• TASK DESCRIPTION
Set down the material once more, exactly as it appears.

• DATASET EXTRACT
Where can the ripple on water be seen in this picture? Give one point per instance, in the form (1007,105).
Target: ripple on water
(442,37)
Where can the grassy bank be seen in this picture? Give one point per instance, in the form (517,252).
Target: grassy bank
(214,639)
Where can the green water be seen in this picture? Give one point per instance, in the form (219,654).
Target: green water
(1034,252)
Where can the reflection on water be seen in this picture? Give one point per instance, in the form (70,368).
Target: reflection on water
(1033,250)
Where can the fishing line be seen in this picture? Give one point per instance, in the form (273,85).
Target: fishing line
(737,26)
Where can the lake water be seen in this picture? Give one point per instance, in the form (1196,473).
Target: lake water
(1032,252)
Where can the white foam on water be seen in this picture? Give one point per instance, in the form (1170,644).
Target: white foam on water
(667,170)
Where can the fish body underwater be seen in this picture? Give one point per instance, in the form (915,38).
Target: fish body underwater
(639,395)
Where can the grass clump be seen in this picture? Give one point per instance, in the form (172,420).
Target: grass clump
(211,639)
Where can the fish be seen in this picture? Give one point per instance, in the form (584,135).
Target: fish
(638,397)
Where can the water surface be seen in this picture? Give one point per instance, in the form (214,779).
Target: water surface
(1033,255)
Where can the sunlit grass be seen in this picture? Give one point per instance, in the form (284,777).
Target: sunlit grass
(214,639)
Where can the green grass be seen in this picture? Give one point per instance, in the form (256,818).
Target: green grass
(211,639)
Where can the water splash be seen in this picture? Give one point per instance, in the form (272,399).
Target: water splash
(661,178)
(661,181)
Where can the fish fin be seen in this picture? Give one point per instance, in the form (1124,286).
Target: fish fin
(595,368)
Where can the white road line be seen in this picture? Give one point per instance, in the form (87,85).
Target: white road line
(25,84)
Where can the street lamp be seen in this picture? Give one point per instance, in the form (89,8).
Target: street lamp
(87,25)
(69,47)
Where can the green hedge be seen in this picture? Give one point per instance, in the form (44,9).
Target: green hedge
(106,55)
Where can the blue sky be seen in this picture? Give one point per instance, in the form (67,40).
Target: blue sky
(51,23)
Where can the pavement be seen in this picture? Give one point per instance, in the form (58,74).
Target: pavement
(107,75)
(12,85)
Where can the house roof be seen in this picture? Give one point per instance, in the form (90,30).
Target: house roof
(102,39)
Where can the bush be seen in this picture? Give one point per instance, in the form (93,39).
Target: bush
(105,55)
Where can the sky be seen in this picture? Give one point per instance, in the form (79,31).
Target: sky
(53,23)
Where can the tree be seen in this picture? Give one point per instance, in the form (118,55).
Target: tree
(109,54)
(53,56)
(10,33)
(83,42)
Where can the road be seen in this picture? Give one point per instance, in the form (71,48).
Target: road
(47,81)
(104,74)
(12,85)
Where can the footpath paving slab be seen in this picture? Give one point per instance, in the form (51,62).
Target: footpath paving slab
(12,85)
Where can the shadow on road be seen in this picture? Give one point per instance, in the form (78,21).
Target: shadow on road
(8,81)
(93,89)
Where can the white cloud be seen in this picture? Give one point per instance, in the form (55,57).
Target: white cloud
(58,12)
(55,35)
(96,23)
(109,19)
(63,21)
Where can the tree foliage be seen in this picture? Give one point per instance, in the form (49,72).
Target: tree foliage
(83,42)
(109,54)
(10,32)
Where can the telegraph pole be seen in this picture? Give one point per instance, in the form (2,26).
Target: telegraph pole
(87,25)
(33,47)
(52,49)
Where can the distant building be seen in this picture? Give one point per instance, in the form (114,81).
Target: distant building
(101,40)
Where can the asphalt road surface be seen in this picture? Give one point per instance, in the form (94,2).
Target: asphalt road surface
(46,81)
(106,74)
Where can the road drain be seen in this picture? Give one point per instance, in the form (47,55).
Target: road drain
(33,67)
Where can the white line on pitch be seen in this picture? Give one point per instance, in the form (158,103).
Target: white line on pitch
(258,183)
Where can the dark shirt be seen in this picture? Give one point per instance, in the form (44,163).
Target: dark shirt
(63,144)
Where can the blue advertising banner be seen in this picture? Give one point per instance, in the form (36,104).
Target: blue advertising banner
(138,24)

• CORRECT RESULT
Where can the ripple on water be seen in this picture? Give one point per instance, in the form (1007,105).
Target: ripple on water
(442,37)
Where can the grassy bank be seen in this picture? Give one point per instance, in the form (517,252).
Target: grassy bank
(214,639)
Where can the green water be seen in this picture? Give one point per instance, in the form (219,654).
Target: green water
(1034,252)
Where can the reflection on water be seen in this picture? Give one point per instance, in the form (70,368).
Target: reflection on water
(1033,250)
Where can the fishing line be seen in this picture? Give one point per instance, in the form (273,85).
Target: fishing line
(737,26)
Where can the lake water be seen in this picture? Give one point per instance, in the form (1196,473).
Target: lake water
(1032,252)
Where can the white foam on water be seen in this picture? Give one point per instance, in the form (1170,644).
Target: white foam on water
(667,170)
Where can the fish body underwater be seen in this picture? Give one point per instance, in the form (915,38).
Target: fish body underwater
(639,395)
Where can the grass clump be seen in this picture? Give one point per instance, in the form (172,420).
Target: grass clump
(211,639)
Where can the fish be seen in this picture? Give one point per instance, in the form (584,135).
Target: fish
(638,397)
Where can the water surface be seen in this picture? Give one point per instance, in the form (214,779).
Target: water surface
(1033,255)
Where can the sunlit grass be seen in this picture? Give one point per instance, in the form (284,777).
Target: sunlit grass
(214,639)
Where can the green grass be seen in this picture? Give one point per instance, in the form (256,818).
Target: green grass
(211,639)
Where can the water splash be seen in this picture? Give one point per instance, in the form (272,399).
Target: water splash
(661,178)
(661,181)
Where can the fish fin be seen in this picture? Give one point per instance, in the form (1124,286).
Target: fish fin
(595,368)
Where can the white road line be seen in this picture? Give one point per instance, in the form (87,85).
Target: white road line
(25,84)
Where can the street lamp be seen in this picture? Give one point per instance, in the form (89,8).
Target: street lamp
(87,25)
(69,47)
Where can the green hedge be seen in this picture? Give one point per instance, in the form (44,9).
Target: green hedge
(106,55)
Where can the blue sky be seen in this picture? Give one point per instance, in the form (67,40).
Target: blue sky
(51,23)
Where can the pavement be seen in this picture? Give one point per instance, in the form (58,74).
Target: pavement
(107,75)
(12,85)
Where can the house roof be seen in this picture? Give one point per instance, in the form (90,30).
Target: house roof
(102,39)
Where can the bush be seen in this picture? Give one point per instance, in the form (93,39).
Target: bush
(105,55)
Where can the sky be seen in this picture? Give one point per instance, in the form (79,31).
Target: sky
(53,23)
Where can the tree be seen in this picture? Give one point per instance, in the form (118,55).
Target: tree
(109,54)
(53,56)
(10,33)
(83,42)
Where can the road be seen in this picture? Give one point per instance, in the form (71,48).
Target: road
(47,81)
(104,74)
(12,85)
Where can the footpath paving slab be seen in this picture? Give one point per instance, in the form (51,62).
Target: footpath paving slab
(12,85)
Where can the shadow on road be seen in this picture? Give one point per instance, in the form (78,21).
Target: shadow on road
(8,81)
(93,89)
Where can the white cloud be seen in this picture? Give one point per instance, in the form (55,57).
Target: white cloud
(58,12)
(55,35)
(96,23)
(109,19)
(63,21)
Where can the tree foliage be seen in this picture? Give one point per instance, in the form (49,72).
Target: tree foliage
(83,42)
(109,54)
(10,32)
Where can the telegraph pole be seen in this picture? Give one point per instance, in the form (2,26).
Target: telegraph pole
(87,25)
(33,47)
(52,49)
Where can the distant building be seen in this picture? Give one point per instance, in the form (114,81).
Target: distant building
(101,40)
Where can the asphalt road surface be seen in this picture? Give one point per instance, in the form (94,2).
Target: asphalt road surface
(46,81)
(106,74)
Where can the road drain be seen in this picture? Give one point per instance, in the form (47,55).
Target: road drain
(33,67)
Where can the white line on pitch be seen in this picture? Give one point per instance, in the form (158,103).
Target: white line on pitch
(258,183)
Where can the dark shirt be seen in this picture? Give one point per instance, in the form (44,163).
Target: dark shirt
(63,144)
Where can the blue advertising banner be seen in this picture? Give one point per instance, in the form (36,104).
Target: blue advertising banner
(138,24)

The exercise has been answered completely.